**Written problem:** Reproduce each of the lines below word for word, with no changes of any kind.

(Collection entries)
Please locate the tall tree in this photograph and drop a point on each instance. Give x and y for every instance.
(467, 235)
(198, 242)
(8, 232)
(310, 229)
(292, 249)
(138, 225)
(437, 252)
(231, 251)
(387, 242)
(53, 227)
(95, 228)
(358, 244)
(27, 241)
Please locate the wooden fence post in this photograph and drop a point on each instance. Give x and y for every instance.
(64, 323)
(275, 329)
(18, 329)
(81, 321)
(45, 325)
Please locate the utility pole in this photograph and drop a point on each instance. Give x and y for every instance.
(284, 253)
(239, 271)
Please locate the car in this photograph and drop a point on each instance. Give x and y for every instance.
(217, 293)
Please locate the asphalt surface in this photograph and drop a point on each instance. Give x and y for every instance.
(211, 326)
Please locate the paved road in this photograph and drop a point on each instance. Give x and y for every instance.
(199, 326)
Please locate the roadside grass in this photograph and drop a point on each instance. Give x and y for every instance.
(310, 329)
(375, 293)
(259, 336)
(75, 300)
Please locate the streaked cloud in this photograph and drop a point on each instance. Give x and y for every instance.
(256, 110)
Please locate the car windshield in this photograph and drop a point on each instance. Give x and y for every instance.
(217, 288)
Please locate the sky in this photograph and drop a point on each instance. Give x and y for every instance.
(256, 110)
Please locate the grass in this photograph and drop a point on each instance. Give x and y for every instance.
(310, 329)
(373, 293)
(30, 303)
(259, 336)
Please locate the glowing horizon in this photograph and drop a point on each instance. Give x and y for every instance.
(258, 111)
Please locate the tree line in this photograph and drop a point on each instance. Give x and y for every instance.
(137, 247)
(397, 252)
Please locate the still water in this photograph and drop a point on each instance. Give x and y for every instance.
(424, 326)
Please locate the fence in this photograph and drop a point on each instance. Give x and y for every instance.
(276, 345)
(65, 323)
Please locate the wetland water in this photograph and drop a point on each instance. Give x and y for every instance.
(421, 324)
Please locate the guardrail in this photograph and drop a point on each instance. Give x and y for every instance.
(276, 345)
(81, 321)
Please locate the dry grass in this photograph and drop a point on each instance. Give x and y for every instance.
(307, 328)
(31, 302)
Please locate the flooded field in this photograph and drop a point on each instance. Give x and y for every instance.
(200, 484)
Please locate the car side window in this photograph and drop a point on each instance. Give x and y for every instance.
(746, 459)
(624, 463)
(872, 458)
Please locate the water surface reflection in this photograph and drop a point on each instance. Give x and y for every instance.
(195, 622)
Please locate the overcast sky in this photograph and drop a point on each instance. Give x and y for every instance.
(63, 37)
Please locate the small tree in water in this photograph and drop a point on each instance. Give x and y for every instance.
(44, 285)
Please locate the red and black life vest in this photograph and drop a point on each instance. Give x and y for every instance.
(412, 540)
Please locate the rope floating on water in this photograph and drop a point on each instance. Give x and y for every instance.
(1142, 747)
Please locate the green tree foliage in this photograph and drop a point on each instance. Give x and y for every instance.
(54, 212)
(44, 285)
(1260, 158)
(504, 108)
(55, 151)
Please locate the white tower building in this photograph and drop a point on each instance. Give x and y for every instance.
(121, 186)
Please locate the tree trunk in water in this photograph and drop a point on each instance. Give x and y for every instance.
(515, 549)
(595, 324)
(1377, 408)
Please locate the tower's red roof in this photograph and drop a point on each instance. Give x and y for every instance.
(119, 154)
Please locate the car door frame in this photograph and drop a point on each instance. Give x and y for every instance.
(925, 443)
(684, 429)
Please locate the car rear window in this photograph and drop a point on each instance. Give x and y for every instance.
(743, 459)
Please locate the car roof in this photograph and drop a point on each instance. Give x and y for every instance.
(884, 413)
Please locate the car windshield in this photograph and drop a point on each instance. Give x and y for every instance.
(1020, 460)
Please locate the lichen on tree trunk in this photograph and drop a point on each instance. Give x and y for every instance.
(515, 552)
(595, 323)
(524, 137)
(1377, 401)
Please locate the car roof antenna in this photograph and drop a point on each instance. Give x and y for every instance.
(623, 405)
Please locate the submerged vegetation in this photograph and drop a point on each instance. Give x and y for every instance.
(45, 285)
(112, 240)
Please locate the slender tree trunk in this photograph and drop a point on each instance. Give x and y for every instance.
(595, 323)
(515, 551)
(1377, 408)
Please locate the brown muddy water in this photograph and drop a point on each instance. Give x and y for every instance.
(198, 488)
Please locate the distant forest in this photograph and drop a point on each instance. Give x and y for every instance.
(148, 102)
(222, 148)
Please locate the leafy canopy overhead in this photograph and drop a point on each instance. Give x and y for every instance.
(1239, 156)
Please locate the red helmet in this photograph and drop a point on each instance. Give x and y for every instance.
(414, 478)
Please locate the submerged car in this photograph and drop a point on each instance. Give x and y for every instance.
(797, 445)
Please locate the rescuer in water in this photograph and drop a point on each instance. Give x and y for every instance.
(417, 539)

**Correct output:**
Please locate the tall tree in this photograph and drop a point on each instance. Give x and y for every instance.
(467, 235)
(198, 242)
(8, 232)
(310, 229)
(292, 249)
(138, 225)
(437, 252)
(231, 251)
(387, 242)
(53, 227)
(95, 228)
(358, 244)
(27, 241)
Please locate the wooden fence post in this photograph and drop a point on each instance. Give x and y for every instance.
(64, 323)
(275, 329)
(18, 329)
(81, 321)
(45, 325)
Please locate the utility pole in this photograph and drop a point on each instance. Give x and y for every instance.
(284, 253)
(239, 271)
Please locate the car in this photograph and drop a point on each instance. Give x and y for every instance.
(217, 293)
Please locate the asphalt surface in this photograph and drop a point on each instance. Give x and y for every instance.
(211, 326)
Please locate the paved road in this photograph and drop a point on each instance. Give x and y for every instance.
(199, 326)
Please locate the roadside grass in this photograph and drop a point on each instance. Give x and y for every instance.
(310, 329)
(375, 293)
(259, 336)
(75, 300)
Please locate the streaked cloud in this photograph and drop a point on each instance. Give x and y for every instance.
(256, 110)
Please locate the car windshield in this photograph and drop a point on each instance. Give x and y for every instance.
(217, 288)
Please locate the sky in this photograph and drop a point on each instance. Give x and y for every instance.
(256, 110)
Please locate the grass in this photograph and drop a point on each instance. Give x and y for every instance.
(310, 329)
(373, 293)
(30, 303)
(259, 336)
Please locate the glowing horizon in this photograph and drop a point on each instance. Give x and y for every instance.
(258, 111)
Please locate the tree line in this photograph and drop a point on each instance. Give x and y for every instance.
(137, 247)
(397, 252)
Please locate the still water in this photograph and drop a point on each instance. Give x and y for every instance.
(424, 326)
Please locate the fence in this photograph and drop a point on each instance. Give x and y for every instance.
(276, 345)
(65, 323)
Please locate the wetland water in this photograph and drop a point on each instance. Give x and y for every instance.
(421, 324)
Please locate the guardrail in this photograph and drop a point on each instance. Give x and y for every instance.
(276, 345)
(81, 321)
Please locate the dry grass in this photograph and drop a point on each instance. Give x and y for every instance.
(307, 328)
(31, 302)
Please locate the flooded field in this photograph and drop a point on each instance. Give x and y for every instance.
(200, 484)
Please locate the car side window in this photograph and drop a point on each instance. Give x and y for every instance.
(746, 459)
(624, 463)
(872, 458)
Please locate the water surface reflection in this photograph and drop a point on each instance. Give x and y for every instance.
(195, 622)
Please locate the overcast sky in this photograph and drop a point on each instance. Give x and y for every instance.
(63, 37)
Please locate the small tree in water in this photograph and drop a point on each instance. Give x and y for every instance.
(44, 285)
Please locate the red and black life vest in this photograph and drop a point on each instance. Give x and y for every instance.
(412, 540)
Please locate the rope floating on water in this photograph and drop a point on each instance. Give x and y for every instance.
(1142, 747)
Please locate the green tree foliage in this photograph and drop a point on each instance. Give x and y for every instance.
(54, 212)
(44, 285)
(1260, 158)
(504, 108)
(55, 151)
Please locate the white tower building in this photograph and drop a point on each instance. Give x and y for every instance.
(121, 186)
Please locate the tree trunk in water in this photograph and drop a point on each instance. Give x and y for every instance.
(515, 549)
(595, 324)
(1377, 408)
Please locate the tower's red roof in this photograph and drop a point on each instance. Give x and y for every instance.
(119, 154)
Please locate the car door frame in this photograph and drop a point on each instance. Give x and y for every instance.
(925, 443)
(684, 429)
Please locate the car rear window in this photograph and drop a point on each instance. Give x and y for every instance.
(743, 459)
Please locate the car roof in this photograph and drop a point on each instance. Give x and y for every instance.
(884, 413)
Please locate the car windshield in this photograph and drop a point on each instance. Give x and y for every instance.
(1020, 460)
Please locate the lichen on tree trunk in this photograph and drop a point on each instance. Give x and y for every instance.
(515, 552)
(595, 323)
(524, 137)
(1377, 401)
Please locate the car roof antenna in this photograph and drop a point on each instance. Give x and y for every instance.
(623, 405)
Please locate the submerged vegetation in this photograph and drop a point on each instance. Give x and y for every instance.
(45, 285)
(112, 240)
Please locate the slender tree trunk in this photograph and drop a point on each instance. Give x and y for every instance.
(595, 323)
(515, 551)
(1377, 408)
Please locate the brown muddy water in this photograph and drop a point on each instance. Give x and y for every instance.
(198, 488)
Please locate the distant forest in this photograph and drop a point on each instance. Give x and y for every instance.
(148, 102)
(222, 148)
Please locate the leafy canopy overhead in this photograph and drop a point on each instance. Give x and y for every instance.
(1239, 156)
Please locate the red helmet in this photograph and drop a point on each instance. Give x and y for every instance.
(414, 478)
Please locate the submerged car in this photograph and drop a point on each instance. Give x and y for every instance.
(797, 445)
Please locate the rescuer in water in this photograph and drop a point on each instance. Give x and y for every instance.
(417, 539)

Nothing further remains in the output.